Kedua, memperluas rizki da’wah dengan
tersalurkannya tangan-tangan para aghniya untuk menopang da’wah ini.
Prinsip sunduquna juyubuna (dana kita adalah dari kantong kita) yang
melekat di setiap kader bertemu dengan ta’yid mali (dukungan finansial)
para pendukung da’wah. Bukan hanya finansial, tapi juga sarana-prasarana,
opini, dukungan politik, dan lain sebagainya.
Ketiga, pembesaran dan perluasan qaidah
jamahiriyah akan mempercepat pembentukan mujtama’ Islami. Luasnya iklim
penerimaan Islam, akan melahirkan tuntutan spontanitas dari warga masyarakat
untuk menerapkan nilai dan ajaran Islam di berbagai bidang kehidupan.
Terwujudnya masyarakat Islam, bukan semata karena kuatnya dorongan da’wah,
tetapi juga kuatnya kesadaran umat yang menginginkan Islam.

§ **TUGAS SINGKAT 1**: Dalam teks tentang da’wah di atas, apa arti prinsip sunduquna juyubuna?

(Cuplikan data penunjukan titik)

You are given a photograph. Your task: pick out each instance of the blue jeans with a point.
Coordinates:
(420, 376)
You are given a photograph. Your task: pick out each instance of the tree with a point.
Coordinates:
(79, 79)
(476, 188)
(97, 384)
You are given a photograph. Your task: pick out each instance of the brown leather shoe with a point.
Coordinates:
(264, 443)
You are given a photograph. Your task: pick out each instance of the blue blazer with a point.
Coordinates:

§ **TUGAS SINGKAT 2**: Susun ulang semua baris dari seluruh catatan di atas menjadi daftar bernomor, tanpa menyertakan baris kosong.

§ **JAWABAN LENGKAP 1**: Dana kita adalah dari kantong kita.

§ **JAWABAN LENGKAP 2**:
1. You are given a photograph. Your task: pick out each instance of the blue jeans with a point.
2. Coordinates:
3. (420, 376)
4. You are given a photograph. Your task: pick out each instance of the tree with a point.
5. Coordinates:
6. (79, 79)
7. (476, 188)
8. (97, 384)
9. You are given a photograph. Your task: pick out each instance of the brown leather shoe with a point.
10. Coordinates:
11. (264, 443)
12. You are given a photograph. Your task: pick out each instance of the blue blazer with a point.
13. Coordinates:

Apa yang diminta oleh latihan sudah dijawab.